### Coordinate annotation records
________

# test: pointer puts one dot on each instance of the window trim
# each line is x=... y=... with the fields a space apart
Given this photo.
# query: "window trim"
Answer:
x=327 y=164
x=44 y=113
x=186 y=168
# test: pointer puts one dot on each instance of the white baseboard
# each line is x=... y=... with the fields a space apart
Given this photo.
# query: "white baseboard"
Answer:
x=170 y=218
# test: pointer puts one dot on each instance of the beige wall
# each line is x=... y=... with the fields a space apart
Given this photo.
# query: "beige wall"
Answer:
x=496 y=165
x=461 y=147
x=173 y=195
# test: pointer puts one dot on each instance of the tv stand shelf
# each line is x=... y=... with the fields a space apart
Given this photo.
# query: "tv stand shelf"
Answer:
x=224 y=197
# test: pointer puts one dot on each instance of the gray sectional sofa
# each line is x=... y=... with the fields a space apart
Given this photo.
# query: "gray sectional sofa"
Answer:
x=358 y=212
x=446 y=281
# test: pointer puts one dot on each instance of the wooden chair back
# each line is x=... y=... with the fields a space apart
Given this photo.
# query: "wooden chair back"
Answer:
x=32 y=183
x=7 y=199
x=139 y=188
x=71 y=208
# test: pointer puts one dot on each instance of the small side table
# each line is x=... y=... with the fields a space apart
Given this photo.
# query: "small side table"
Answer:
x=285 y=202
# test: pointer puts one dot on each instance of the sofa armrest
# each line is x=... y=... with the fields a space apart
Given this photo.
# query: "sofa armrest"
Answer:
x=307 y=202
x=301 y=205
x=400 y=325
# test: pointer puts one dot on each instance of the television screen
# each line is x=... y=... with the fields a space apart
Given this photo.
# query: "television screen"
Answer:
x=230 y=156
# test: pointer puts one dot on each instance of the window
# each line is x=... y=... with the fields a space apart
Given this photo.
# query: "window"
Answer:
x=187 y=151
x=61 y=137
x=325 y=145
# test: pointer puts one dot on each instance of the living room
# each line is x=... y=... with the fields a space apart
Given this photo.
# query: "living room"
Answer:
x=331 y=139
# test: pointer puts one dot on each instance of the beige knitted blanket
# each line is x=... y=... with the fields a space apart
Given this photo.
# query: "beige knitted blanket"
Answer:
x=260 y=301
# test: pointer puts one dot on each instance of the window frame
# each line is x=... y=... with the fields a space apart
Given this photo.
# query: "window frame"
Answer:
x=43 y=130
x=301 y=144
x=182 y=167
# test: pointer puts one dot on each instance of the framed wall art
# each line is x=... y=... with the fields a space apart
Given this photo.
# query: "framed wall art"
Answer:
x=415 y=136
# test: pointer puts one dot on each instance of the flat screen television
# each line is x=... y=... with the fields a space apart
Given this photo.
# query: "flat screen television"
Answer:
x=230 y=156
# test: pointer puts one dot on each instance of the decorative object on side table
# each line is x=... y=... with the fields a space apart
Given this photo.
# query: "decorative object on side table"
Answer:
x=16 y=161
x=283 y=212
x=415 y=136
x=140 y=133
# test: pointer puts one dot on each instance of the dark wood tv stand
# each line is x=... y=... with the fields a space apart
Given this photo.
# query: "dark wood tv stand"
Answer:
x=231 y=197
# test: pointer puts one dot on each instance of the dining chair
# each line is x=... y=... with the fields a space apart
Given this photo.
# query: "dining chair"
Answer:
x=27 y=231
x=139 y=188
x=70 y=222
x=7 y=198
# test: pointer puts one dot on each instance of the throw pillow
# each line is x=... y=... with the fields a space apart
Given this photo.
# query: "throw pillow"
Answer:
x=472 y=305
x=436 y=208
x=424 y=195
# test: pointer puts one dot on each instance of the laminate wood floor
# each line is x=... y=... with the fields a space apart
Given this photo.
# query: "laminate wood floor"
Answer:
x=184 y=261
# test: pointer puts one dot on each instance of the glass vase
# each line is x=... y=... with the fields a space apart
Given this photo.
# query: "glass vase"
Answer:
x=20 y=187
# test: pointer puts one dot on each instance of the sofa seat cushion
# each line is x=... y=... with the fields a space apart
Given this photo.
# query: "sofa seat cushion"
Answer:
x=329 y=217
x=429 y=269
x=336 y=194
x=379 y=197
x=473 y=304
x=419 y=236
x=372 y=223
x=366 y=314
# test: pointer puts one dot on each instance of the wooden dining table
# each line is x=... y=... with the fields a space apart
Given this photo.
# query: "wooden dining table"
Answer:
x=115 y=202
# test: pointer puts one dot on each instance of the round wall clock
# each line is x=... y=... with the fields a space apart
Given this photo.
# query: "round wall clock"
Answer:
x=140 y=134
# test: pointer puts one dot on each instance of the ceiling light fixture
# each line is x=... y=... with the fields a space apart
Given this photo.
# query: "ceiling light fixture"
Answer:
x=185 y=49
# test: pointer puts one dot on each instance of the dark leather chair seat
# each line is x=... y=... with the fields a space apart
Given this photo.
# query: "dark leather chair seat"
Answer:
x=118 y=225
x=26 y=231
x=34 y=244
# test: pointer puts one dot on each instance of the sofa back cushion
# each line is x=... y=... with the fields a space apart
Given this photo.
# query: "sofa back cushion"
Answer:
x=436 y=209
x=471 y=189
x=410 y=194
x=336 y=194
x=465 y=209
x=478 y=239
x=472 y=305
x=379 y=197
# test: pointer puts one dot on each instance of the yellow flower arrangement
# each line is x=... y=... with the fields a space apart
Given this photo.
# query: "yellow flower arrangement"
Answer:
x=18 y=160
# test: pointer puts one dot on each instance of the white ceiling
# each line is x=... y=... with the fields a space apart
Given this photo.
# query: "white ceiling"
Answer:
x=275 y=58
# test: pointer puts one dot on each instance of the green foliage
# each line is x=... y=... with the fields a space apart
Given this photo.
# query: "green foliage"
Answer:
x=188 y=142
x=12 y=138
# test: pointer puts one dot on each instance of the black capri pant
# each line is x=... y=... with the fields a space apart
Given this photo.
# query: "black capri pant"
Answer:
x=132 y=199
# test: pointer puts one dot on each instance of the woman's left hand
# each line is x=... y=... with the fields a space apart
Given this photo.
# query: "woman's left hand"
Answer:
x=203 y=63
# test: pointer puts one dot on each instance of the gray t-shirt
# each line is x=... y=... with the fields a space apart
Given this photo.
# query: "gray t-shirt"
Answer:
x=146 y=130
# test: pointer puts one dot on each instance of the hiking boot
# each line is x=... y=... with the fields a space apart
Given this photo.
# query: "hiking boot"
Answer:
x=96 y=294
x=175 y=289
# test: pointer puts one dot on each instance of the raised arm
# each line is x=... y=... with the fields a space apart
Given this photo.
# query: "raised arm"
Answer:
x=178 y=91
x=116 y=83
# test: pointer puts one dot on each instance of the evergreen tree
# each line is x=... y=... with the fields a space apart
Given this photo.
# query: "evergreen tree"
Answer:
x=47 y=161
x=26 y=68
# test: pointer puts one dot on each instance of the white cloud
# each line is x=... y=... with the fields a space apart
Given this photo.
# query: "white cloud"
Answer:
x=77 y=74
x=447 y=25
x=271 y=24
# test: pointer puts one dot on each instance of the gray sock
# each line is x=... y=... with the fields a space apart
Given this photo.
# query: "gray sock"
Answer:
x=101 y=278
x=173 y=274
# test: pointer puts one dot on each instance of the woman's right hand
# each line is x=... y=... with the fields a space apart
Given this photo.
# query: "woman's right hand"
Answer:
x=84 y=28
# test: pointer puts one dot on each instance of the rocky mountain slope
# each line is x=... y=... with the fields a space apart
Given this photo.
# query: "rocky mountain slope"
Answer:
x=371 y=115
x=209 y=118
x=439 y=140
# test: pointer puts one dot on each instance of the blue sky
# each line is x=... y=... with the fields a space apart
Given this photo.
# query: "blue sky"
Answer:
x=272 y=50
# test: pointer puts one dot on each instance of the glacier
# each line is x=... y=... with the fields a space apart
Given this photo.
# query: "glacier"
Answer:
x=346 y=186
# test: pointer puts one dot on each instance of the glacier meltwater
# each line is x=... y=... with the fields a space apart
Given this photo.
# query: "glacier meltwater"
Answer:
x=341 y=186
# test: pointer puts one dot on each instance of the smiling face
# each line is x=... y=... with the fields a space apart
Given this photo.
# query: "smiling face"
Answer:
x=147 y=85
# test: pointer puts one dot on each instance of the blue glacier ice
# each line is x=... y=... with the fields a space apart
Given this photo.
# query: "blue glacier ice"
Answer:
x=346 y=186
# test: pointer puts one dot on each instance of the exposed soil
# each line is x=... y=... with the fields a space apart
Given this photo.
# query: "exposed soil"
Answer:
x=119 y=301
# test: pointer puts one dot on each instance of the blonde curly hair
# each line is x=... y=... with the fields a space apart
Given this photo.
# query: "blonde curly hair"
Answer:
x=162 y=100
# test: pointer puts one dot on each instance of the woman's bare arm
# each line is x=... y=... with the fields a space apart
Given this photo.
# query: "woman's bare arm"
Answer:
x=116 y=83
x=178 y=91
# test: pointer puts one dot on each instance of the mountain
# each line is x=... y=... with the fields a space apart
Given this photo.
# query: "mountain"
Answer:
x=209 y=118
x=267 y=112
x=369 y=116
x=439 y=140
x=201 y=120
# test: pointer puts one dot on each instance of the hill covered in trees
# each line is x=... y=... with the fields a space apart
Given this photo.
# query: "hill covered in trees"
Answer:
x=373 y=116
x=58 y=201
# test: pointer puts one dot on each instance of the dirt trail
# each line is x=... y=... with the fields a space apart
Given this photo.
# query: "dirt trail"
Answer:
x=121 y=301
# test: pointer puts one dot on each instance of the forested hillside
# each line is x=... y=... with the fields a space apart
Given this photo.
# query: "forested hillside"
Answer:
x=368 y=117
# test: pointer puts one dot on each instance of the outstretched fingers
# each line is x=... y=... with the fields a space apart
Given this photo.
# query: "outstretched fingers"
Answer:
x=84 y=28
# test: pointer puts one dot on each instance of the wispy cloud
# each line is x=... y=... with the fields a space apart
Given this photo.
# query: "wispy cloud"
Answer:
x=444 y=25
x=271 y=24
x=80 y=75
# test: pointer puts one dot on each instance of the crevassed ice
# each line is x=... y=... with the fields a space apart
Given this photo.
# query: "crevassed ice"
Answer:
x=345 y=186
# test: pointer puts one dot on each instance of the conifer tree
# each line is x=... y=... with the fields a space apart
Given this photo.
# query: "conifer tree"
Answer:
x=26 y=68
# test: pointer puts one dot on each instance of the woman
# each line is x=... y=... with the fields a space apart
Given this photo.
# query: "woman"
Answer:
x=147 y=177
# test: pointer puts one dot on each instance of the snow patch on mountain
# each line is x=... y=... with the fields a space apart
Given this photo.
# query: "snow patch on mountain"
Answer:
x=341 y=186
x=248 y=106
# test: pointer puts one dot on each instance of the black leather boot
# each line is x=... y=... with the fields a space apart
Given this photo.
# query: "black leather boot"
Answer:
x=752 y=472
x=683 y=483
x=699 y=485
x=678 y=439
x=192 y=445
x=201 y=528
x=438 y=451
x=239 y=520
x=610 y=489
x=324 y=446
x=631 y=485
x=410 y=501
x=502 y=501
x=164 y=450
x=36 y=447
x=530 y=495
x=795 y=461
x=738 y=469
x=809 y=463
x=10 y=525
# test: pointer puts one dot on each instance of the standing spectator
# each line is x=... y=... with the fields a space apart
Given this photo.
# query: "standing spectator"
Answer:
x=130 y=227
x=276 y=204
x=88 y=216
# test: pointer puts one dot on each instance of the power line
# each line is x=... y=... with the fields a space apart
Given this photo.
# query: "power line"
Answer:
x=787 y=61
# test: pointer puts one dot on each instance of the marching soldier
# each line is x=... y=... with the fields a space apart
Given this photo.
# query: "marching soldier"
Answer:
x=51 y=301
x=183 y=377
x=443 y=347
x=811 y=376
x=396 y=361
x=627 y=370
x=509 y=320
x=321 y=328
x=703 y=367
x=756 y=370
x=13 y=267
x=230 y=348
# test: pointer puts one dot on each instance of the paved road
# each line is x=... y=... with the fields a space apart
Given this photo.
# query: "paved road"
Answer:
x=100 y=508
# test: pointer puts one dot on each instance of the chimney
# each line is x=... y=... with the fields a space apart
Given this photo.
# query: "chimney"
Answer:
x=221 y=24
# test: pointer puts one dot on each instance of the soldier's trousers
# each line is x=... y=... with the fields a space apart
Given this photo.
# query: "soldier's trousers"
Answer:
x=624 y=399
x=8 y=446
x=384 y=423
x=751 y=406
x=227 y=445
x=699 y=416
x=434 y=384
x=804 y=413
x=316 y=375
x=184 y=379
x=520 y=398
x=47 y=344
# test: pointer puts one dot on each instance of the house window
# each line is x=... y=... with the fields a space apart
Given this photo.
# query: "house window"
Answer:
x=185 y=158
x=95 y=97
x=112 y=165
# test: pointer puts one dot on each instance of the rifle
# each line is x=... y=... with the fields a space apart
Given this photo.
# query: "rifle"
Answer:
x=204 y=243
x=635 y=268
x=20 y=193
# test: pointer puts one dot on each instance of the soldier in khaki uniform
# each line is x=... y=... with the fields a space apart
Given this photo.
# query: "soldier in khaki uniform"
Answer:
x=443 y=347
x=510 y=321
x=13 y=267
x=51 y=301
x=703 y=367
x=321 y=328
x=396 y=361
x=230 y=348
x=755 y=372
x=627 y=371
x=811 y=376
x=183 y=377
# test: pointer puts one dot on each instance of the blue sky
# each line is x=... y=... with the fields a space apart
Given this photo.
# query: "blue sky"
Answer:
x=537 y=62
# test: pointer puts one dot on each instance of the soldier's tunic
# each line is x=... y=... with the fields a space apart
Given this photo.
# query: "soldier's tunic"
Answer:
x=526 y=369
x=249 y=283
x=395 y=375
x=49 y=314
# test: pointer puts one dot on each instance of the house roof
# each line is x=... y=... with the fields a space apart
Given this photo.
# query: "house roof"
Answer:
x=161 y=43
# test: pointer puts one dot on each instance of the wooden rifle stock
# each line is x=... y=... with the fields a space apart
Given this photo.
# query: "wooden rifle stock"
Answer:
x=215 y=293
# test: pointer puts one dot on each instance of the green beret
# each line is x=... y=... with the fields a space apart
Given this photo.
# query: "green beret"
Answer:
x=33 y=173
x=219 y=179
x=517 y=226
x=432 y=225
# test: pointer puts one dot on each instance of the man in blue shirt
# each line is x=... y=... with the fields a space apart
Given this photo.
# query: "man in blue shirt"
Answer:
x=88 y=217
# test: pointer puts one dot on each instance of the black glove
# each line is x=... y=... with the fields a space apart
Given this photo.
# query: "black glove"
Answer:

________

### Exercise requirements
Rewrite only the lines from the one containing "the sofa armrest" through the one containing "x=182 y=167", swapping each "pointer" for "marker" and keeping everything else the same.

### Expected answer
# test: marker puts one dot on each instance of the sofa armrest
# each line is x=... y=... with the fields a space apart
Given this photo.
# query: "sofa armrest"
Answer:
x=307 y=202
x=301 y=205
x=400 y=325
# test: marker puts one dot on each instance of the television screen
# each line is x=... y=... with the fields a space apart
Given this photo.
# query: "television screen"
Answer:
x=230 y=156
# test: marker puts one dot on each instance of the window
# each line is x=... y=... with the fields a space apart
Given this photo.
# query: "window"
Answer:
x=187 y=151
x=61 y=137
x=325 y=145
# test: marker puts one dot on each instance of the living room
# each line is x=... y=... with the fields a space apart
Given this photo.
# query: "living room"
Answer:
x=331 y=139
# test: marker puts one dot on each instance of the beige knitted blanket
# each line is x=... y=... with the fields a space apart
Given this photo.
# query: "beige knitted blanket"
Answer:
x=260 y=301
# test: marker puts one dot on each instance of the window frame
# each line is x=... y=... with the fields a space apart
Given this photo.
# query: "window frame"
Answer:
x=43 y=130
x=301 y=144
x=182 y=167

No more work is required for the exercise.